# [REQUIREMENT]
Below are some records; retype all of them exactly.

# [Records from a dataset]
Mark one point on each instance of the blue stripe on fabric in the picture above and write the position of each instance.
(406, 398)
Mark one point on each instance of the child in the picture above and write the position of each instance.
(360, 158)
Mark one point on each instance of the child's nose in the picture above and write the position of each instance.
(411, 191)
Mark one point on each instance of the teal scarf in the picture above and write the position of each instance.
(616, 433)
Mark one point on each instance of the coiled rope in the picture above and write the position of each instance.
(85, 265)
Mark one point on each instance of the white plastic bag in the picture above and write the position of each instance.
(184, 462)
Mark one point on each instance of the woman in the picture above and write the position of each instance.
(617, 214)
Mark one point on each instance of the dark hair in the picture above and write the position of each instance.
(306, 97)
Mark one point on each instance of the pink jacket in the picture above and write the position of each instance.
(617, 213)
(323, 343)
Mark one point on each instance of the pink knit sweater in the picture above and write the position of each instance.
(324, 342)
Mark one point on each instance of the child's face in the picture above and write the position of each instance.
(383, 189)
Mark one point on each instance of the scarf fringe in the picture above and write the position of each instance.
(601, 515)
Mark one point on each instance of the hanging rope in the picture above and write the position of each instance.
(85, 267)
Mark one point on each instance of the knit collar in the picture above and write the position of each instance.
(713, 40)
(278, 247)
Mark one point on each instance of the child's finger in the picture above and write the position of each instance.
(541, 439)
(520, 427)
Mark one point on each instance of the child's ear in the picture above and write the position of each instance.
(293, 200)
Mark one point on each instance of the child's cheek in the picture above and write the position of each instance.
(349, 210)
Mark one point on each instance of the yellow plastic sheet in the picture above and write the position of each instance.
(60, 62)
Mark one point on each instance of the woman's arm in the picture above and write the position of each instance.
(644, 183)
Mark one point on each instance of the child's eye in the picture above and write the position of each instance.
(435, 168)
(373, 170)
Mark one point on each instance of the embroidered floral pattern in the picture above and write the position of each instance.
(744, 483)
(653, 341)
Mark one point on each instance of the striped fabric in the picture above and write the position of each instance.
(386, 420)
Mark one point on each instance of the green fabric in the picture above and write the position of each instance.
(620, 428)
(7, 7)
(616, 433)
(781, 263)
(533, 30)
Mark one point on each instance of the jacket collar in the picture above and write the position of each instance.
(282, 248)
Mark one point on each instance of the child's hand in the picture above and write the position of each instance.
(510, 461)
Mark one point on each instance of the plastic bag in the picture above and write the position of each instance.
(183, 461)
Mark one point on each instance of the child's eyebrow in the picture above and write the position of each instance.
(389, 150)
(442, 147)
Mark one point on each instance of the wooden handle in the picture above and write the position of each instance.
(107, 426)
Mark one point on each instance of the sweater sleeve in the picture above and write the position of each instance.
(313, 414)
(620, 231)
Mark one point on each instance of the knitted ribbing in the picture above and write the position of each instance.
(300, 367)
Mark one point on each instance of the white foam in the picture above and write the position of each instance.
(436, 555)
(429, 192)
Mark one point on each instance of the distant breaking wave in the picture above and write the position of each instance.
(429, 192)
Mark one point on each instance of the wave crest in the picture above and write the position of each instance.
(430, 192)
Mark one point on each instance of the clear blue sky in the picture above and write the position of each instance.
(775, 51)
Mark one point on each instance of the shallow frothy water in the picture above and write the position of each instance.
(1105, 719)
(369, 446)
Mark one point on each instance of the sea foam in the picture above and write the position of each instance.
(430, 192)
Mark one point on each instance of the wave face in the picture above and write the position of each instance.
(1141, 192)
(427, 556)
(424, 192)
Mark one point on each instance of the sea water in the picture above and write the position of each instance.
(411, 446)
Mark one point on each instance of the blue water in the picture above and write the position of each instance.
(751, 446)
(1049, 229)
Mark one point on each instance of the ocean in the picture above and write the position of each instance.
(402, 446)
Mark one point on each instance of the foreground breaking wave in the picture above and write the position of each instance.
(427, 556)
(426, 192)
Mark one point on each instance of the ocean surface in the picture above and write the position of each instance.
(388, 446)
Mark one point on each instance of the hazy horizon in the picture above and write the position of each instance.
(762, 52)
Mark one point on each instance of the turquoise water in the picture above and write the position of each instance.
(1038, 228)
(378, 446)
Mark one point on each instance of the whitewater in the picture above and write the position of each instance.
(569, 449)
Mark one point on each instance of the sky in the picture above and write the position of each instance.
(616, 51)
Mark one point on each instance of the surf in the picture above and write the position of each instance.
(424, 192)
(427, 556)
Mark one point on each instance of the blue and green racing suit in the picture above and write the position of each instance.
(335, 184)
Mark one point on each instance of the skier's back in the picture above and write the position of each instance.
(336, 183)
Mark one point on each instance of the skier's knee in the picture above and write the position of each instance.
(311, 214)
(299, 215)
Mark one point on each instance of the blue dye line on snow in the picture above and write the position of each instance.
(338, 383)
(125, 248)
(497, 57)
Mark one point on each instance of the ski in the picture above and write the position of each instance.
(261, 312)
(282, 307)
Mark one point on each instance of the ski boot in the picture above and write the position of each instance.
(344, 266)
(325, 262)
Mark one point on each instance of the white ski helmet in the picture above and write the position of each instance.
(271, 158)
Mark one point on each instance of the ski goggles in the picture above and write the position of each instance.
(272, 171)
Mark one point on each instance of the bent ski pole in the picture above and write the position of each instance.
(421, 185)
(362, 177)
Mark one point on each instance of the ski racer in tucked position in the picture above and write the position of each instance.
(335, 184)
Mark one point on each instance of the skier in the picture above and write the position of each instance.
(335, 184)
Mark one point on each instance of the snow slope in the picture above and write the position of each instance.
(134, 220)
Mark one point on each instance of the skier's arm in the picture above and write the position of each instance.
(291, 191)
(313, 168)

# [FULL SOLUTION]
Mark one point on each instance of the blue stripe on fabric in the picture above and write the position of each instance.
(406, 398)
Mark one point on each instance of the child in the picture above and write the position of each instance.
(360, 158)
Mark one point on each instance of the child's nose in the picture above and write the position of each instance.
(411, 191)
Mark one point on each instance of the teal scarf in the picture above and write the position of each instance.
(616, 433)
Mark one point on each instance of the coiled rope in the picture above and write the position of each instance.
(85, 265)
Mark one point on each instance of the white plastic bag in the picture above and write the position of each instance.
(184, 462)
Mark one point on each instance of the woman in the picture above and write the position of each instance.
(617, 214)
Mark one point on each instance of the dark hair in the picture above and write the position of each instance.
(306, 97)
Mark one point on each instance of the pink jacket in the picture above and write the position of each instance.
(617, 213)
(323, 343)
Mark one point on each instance of the pink knit sweater in the picture above and write the position of each instance.
(324, 342)
Mark one point on each instance of the child's face in the picture above and write the position of each instance.
(383, 189)
Mark one point on each instance of the scarf fringe in the picture above and write the position of each instance.
(601, 515)
Mark one point on each instance of the hanging rope in the picture above and write the position of each instance.
(85, 267)
Mark one point on each instance of the knit collar in the picture above and write the position of each instance.
(713, 40)
(278, 247)
Mark one point on each instance of the child's finger in the picture above and write the position of each instance.
(541, 439)
(520, 427)
Mark one point on each instance of the child's ear in the picture above and write the position of each instance.
(293, 200)
Mark one point on each instance of the child's cheek in the picture above and write the position of each instance.
(349, 210)
Mark one point on each instance of the yellow plastic sheet in the picture above and write the position of each instance.
(60, 62)
Mark one point on each instance of the woman's arm in the picture above and write the position of each instance.
(644, 183)
Mark one point on each instance of the child's eye in the picture above and write the position of each instance.
(435, 168)
(373, 170)
Mark one point on each instance of the embroidered floral pattern in the picture above and write the position of each instance.
(744, 483)
(653, 341)
Mark one point on each instance of the striped fabric in the picture above and write the position of each instance.
(386, 420)
Mark one point on each instance of the green fabric in the picture above and write the position of each instance.
(620, 428)
(7, 7)
(616, 433)
(781, 263)
(533, 30)
Mark one point on each instance of the jacket collar in the picture above and write the position of each instance.
(282, 248)
Mark one point on each instance of the child's hand in the picture above and write the position of each instance.
(510, 461)
Mark one point on each instance of the plastic bag in the picture above and write the position of each instance.
(183, 461)
Mark one point on each instance of the child's eyebrow in the picture above and write the position of each instance.
(389, 150)
(442, 147)
Mark one point on each instance of the wooden handle in the picture above and write the position of each instance.
(107, 426)
Mark one point on each instance of the sweater sleeve in the picture above and write the position of each instance.
(313, 414)
(620, 231)
Mark one point on each instance of the knitted ribbing in the picture above and write the position of each instance.
(300, 367)
Mark one point on each instance of the white foam in the picture above and write the position of each instance.
(436, 555)
(429, 192)
Mark one point on each instance of the distant breaking wave in the picture above and write the position of each instance.
(429, 192)
Mark one point on each instance of the wave crest in the picture above and write the position of each instance.
(430, 192)
Mark one point on each instance of the clear blue sky in the picture above and write the position of each instance.
(775, 51)
Mark one point on each instance of the shallow frothy water in the picture above and write the position of each instance.
(1105, 719)
(369, 446)
Mark one point on each instance of the sea foam in the picture above and write the position of each instance.
(430, 192)
Mark one point on each instance of the wave face in the picture above and write the position of each instance.
(1141, 192)
(427, 556)
(424, 192)
Mark one point on each instance of the sea water in the picture above and write the position of each instance.
(411, 446)
Mark one point on each instance of the blue water in the picture above and write the position of each instance.
(751, 446)
(1049, 229)
Mark one point on each instance of the ocean in the picture above and write the position of each instance.
(402, 446)
Mark one point on each instance of the foreground breaking wave in the picture above and write the position of each instance.
(427, 556)
(426, 192)
Mark one point on each instance of the ocean surface in the picture above and write the position of each instance.
(388, 446)
Mark one point on each instance of the hazy horizon in the picture above and write the position of each instance.
(762, 52)
Mark one point on each instance of the turquoise water in the picture above and write the position of each instance.
(1038, 228)
(378, 446)
Mark one point on each instance of the whitewater in the picture above and write the position of each instance.
(569, 449)
Mark one point on each instance of the sky in the picture above and write the position of each instance.
(616, 51)
Mark one point on each instance of the surf in the picture above and write the position of each instance.
(424, 192)
(427, 556)
Mark one point on each instance of the blue and green racing suit in the picture above and write the position of each instance.
(335, 184)
Mark one point on each instance of the skier's back in the picture above and write the position of each instance.
(336, 183)
Mark one point on each instance of the skier's knee in the picture above and write the position of each instance.
(311, 214)
(299, 215)
Mark one point on each instance of the blue dye line on snow in the picture above and write the position of each instance.
(338, 383)
(125, 248)
(497, 57)
Mark one point on each instance of the ski in the picture above and write the position of each instance.
(261, 312)
(282, 307)
Mark one point on each instance of the ski boot in the picture above and write the position of each instance.
(344, 266)
(325, 262)
Mark one point on each instance of the white ski helmet in the picture above and write the position of each instance.
(271, 158)
Mark one point on each instance of the ski goggles in the picture above and write the position of each instance.
(272, 171)
Mark one point on each instance of the bent ski pole in the picture above and write the position of each instance.
(421, 185)
(362, 177)
Mark one point on each instance of the ski racer in tucked position in the picture above and write the position of each instance.
(335, 184)
Mark one point on each instance of the skier in the picture above and write the position of each instance.
(335, 184)
Mark one point on each instance of the snow slope in the picture above and write the position of each instance.
(134, 220)
Mark one point on each instance of the skier's arm in the picture above and write the position of each instance.
(291, 191)
(313, 168)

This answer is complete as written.